ISTRUZIONI E REQUISITI –
Porta avanti il brano sul mercato del servizio di dispacciamento, riprendendo dopo la sua ultima frase.

======== BRANO DEL DOCUMENTO ========

In tale contesto si inserisce il mercato del servizio di dispacciamento (MSD), a cui sono ammessi solo gli operatori a ciò specificamente abilitati, titolari di impianti denominati “ unità di produzione o di consumo ”, i quali si obbligano a immettere e/o a prelevare energia elettrica secondo le disposizioni impartite dal gestore della rete. In tal mercato, diversamente dal mercato dell’energia elettrica all’ingrosso, la domanda è espressa dal solo gestore della rete (e non dagli utenti del dispacciamento) ed è una domanda rigida (rispetto al prezzo) per ciascuna delle risorse necessarie a garantire la sicurezza del sistema ossia delle risorse necessarie ad assicurare il continuo equilibrio di prelievi ed immissioni sulla rete nel rispetto dei vincoli fisici del sistema.

Nell’ambito del MSD, si distinguono una fase ex ante , in cui il gestore acquista l’energia necessaria all’equilibrio del sistema basandosi su una previsione a breve termine, e una fase di bilanciamento (MB), in cui il gestore agisce in tempo reale. La valorizzazione dell’energia elettrica che si forma nel mercato dei servizi di dispacciamento è spesso sensibilmente più elevata dei prezzi ordinari. La differenza fra i prezzi dell’energia nel MSD e i prezzi dell’energia nelle contrattazioni precedenti effettuate nel MGP può quindi incentivare i comportamenti opportunistici dei titolari di unità di consumo, utenti del dispacciamento non abilitati al MSD, che, sovradimensionando sistematicamente la propria previsione di prelievo, intendano appropriarsi in tal modo del sopraprezzo. Quest’ultimo costituisce peraltro un costo addizionale che confluisce nei costi delle attività di approvvigionamento d’energia – denominato “ uplift ” – sostenuti in prima battuta dal gestore e poi addossati sugli utenti come una componente della bolletta elettrica.

======== DATI FORNITI ========

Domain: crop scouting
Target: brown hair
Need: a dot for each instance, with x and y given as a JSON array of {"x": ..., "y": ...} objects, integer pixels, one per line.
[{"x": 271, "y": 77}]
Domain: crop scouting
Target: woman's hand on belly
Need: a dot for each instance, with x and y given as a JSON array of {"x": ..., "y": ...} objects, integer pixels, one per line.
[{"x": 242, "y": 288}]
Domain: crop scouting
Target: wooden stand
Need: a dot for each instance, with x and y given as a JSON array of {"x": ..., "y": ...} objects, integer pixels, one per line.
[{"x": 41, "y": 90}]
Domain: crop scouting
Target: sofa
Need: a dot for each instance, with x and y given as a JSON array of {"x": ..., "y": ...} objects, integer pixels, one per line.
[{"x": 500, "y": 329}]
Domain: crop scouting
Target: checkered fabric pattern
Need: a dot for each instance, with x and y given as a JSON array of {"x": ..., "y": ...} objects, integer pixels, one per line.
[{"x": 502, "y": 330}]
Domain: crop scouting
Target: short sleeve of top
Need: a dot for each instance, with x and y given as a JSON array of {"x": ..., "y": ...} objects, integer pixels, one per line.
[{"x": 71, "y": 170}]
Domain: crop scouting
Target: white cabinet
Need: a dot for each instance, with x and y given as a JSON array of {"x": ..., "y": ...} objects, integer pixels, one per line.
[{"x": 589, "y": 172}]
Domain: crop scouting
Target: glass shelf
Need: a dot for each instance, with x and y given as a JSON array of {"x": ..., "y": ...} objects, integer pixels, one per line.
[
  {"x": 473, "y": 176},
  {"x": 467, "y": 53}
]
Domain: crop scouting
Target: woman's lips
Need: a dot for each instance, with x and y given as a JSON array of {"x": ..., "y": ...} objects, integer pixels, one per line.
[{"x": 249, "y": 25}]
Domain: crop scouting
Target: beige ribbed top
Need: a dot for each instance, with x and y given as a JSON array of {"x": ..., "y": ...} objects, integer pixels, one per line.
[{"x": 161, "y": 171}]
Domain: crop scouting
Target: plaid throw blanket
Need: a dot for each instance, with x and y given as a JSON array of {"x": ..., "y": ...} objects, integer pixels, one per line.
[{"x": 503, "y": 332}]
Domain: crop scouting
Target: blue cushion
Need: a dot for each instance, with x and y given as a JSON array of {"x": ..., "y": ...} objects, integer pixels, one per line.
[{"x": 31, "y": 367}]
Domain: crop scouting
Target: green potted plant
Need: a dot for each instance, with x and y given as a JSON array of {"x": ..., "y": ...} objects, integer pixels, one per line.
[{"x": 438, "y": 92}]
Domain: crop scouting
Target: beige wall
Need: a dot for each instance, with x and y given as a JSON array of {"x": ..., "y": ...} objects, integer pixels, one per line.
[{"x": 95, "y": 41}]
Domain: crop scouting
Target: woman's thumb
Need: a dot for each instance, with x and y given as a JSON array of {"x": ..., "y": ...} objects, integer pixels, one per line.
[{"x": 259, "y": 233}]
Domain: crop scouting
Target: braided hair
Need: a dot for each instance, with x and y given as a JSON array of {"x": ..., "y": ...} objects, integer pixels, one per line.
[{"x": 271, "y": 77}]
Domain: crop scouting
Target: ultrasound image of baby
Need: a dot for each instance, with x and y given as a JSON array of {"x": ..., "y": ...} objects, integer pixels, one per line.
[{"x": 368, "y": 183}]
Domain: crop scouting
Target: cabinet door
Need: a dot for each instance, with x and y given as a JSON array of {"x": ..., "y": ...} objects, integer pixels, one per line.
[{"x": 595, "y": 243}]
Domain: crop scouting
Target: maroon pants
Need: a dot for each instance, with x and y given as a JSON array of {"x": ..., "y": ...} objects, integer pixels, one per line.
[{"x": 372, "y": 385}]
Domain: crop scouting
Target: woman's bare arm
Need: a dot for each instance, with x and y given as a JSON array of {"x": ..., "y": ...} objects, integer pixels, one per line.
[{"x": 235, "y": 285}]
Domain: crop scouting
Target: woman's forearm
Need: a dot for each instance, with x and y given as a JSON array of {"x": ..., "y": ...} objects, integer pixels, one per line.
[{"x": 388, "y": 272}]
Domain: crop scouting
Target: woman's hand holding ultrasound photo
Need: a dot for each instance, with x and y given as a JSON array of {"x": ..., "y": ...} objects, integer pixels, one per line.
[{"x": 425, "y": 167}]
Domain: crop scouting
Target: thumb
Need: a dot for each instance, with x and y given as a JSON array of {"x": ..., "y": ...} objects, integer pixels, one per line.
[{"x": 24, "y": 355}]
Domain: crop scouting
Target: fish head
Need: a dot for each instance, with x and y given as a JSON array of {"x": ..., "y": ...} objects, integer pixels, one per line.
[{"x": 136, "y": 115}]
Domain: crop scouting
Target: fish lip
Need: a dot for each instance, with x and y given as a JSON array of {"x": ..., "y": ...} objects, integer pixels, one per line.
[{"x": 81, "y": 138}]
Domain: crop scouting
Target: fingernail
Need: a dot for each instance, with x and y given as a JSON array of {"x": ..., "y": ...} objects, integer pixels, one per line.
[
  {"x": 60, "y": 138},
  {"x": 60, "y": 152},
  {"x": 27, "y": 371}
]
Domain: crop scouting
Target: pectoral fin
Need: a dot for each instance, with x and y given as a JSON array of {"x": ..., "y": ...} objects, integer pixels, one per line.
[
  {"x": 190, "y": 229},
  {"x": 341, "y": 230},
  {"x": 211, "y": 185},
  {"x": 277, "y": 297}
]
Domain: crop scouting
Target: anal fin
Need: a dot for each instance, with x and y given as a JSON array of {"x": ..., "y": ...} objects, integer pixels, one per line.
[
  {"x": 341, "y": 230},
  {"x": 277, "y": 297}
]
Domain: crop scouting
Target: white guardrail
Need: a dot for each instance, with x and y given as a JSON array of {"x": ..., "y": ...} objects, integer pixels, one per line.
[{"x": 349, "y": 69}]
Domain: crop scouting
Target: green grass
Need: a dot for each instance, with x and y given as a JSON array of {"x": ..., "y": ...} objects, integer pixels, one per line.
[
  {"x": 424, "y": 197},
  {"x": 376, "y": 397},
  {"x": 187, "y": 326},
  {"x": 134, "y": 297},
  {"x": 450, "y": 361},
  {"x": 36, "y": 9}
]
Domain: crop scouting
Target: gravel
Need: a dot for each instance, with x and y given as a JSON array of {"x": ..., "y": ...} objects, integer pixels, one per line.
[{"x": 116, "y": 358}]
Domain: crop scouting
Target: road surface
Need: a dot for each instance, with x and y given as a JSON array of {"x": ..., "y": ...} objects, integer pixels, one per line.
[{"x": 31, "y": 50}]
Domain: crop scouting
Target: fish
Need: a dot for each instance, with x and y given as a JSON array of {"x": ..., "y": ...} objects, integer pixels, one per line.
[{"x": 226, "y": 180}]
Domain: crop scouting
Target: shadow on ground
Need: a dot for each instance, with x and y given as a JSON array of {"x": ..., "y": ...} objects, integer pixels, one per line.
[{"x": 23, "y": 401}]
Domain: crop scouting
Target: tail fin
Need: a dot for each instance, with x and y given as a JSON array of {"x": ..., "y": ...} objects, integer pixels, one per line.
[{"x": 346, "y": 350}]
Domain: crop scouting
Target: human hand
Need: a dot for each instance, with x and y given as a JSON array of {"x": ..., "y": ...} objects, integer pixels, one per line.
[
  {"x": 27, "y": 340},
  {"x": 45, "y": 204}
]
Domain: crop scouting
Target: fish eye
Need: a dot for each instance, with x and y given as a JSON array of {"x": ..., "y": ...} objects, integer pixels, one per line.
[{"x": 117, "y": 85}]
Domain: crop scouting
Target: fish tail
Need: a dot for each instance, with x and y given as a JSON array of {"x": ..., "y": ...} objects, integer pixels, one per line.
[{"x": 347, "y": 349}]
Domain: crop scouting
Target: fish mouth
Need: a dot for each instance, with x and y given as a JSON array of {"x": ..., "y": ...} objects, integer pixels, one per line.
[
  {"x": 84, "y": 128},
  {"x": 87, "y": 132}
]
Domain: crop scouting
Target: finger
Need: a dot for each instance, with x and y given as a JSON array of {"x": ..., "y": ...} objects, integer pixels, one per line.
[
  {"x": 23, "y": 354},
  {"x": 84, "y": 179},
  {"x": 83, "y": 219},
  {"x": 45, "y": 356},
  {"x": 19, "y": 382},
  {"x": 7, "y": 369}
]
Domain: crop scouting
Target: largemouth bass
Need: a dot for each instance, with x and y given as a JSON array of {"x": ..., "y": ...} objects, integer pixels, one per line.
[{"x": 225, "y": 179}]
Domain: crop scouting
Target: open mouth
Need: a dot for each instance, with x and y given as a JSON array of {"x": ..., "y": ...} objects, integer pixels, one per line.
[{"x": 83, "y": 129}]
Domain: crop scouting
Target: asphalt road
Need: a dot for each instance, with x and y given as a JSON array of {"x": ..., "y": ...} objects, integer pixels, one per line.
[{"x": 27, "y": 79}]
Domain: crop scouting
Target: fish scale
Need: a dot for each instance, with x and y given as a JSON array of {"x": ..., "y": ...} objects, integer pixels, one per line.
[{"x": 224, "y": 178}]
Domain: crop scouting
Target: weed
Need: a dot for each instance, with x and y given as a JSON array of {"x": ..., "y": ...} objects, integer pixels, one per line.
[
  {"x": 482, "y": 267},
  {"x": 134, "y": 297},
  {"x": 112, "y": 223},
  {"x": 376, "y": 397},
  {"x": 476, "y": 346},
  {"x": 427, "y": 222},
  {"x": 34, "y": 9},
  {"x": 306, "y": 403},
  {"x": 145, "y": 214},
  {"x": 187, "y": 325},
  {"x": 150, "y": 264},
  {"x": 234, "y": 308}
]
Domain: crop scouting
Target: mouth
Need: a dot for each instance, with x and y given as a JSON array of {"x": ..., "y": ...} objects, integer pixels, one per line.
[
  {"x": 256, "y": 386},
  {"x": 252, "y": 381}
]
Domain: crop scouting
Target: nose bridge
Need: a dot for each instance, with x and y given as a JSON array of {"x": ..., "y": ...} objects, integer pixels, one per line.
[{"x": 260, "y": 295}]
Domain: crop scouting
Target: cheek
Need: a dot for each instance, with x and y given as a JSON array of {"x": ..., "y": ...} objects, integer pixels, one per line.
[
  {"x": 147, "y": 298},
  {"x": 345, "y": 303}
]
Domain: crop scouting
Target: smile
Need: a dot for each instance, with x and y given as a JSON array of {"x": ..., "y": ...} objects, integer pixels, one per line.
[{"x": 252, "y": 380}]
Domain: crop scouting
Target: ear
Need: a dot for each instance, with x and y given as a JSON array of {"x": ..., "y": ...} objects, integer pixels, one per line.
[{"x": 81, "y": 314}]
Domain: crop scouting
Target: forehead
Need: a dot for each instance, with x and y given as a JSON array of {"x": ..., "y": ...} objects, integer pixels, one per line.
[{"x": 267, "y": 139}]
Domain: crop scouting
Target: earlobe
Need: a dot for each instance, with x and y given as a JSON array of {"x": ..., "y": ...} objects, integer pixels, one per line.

========

RISULTATO DEL COMPITO –
Per fronteggiare il diffuso inadempimento dell’obbligo di programmazione diligente, l’Autorità ha adottato una riforma generale della disciplina degli sbilanciamenti (in esito ai documenti di consultazione 368/2013/R/eel, 163/2015/R/eel e 316/2016/R/eel), e poi ha adottato una serie di provvedimenti prescrittivi nei confronti dei soggetti responsabili delle condotte abusive.

Con la deliberazione del 29 ottobre 2014, n. 525/2014/R/eel, recante “ Modifiche e integrazioni alla disciplina degli sbilanciamenti effettivi di energia elettrica ”, è stato imposto agli utenti del dispacciamento di definire i loro programmi di immissione e prelievo, evitando qualsiasi sbilanciamento volontario e attenendosi alle “ migliori stime ” dei quantitativi di energia elettrica effettivamente a disposizione e necessari. In particolare, tale delibera ha disposto che, a partire dal 1° novembre 2014, l’art. 14.6 dell’Allegato A della deliberazione n. 111/06, sulle condizioni per l’erogazione del servizio di dispacciamento dell’energia elettrica sul territorio nazionale, sia così sostituito: “ Gli utenti del dispacciamento delle unità fisiche di produzione e consumo sono tenuti a definire programmi di immissione e prelievo utilizzando le migliori stime dei quantitativi di energia elettrica effettivamente prodotti dalle medesime unità, in conformità ai principi di diligenza, prudenza, perizia e previdenza ”. Ai sensi dell’art. 14, comma 7, della delibera 111/06, il gestore di rete segnala alla Autorità “ significativi e reiterati scostamenti dall’applicazione dei principi enunciati al comma precedente ”, ovvero dai principi della programmazione vincolante prudentemente calcolata, “ per l’adozione dei relativi provvedimenti di competenza ”.

I provvedimenti impugnati sono gli atti con i quali l’Autorità, ritenuto che la società appellante abbia posto in essere un comportamento scorretto, ha disposto il recupero a favore del gestore di rete dei corrispettivi da questo indebitamente versati.

6 - Con il primo motivo di appello si deduce che il potere prescrittivo esercitato dall’Autorità nel caso in esame non era applicabile.

La società insite nel sostenere che il combinato normativo desumibile dalla legge n. 481/95 non consentirebbe l’intervento posto in essere dall’Autorità.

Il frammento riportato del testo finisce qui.